§ **Objective**:
Give only the number of lines in the items below that contain the word "blue".

§ **Dataset entries**:
════════════════════
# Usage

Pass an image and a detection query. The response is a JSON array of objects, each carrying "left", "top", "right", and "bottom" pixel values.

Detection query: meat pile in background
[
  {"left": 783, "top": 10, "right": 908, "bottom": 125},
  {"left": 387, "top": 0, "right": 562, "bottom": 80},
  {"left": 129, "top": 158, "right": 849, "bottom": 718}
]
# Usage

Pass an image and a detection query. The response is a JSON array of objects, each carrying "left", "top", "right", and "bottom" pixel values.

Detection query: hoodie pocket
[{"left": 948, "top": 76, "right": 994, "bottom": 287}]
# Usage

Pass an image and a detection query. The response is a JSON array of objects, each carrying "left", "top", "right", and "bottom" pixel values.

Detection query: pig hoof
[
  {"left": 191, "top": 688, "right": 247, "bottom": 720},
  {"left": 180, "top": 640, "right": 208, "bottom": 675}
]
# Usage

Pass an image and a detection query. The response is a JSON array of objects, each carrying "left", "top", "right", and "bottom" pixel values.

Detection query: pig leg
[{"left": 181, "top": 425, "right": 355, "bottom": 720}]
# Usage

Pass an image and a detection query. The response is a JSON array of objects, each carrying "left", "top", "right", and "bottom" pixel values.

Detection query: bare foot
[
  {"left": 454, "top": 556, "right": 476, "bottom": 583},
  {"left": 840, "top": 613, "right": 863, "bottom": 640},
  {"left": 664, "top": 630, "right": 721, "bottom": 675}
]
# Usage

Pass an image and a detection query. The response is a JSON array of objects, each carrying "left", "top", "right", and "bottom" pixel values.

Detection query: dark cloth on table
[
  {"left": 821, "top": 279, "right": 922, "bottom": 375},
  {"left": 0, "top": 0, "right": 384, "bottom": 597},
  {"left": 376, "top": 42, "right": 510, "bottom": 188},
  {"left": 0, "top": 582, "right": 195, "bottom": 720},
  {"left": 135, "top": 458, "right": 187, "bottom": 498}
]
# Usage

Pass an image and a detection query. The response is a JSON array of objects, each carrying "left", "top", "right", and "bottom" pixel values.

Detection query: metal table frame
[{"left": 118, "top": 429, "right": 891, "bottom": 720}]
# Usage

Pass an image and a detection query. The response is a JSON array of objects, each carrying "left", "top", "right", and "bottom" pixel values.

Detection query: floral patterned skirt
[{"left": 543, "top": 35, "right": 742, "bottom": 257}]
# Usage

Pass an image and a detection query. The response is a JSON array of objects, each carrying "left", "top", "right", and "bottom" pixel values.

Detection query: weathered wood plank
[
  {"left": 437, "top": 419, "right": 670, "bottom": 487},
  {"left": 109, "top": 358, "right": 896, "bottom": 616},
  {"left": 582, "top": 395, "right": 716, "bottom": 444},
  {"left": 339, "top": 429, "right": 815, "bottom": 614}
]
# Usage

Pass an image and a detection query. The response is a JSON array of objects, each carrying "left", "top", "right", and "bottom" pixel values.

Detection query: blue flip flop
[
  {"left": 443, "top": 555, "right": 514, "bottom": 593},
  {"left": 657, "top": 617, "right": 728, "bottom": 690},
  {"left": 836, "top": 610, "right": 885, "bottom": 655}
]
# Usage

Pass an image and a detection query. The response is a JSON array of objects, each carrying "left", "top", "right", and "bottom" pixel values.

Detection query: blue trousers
════════════════════
§ **Problem solution**:
2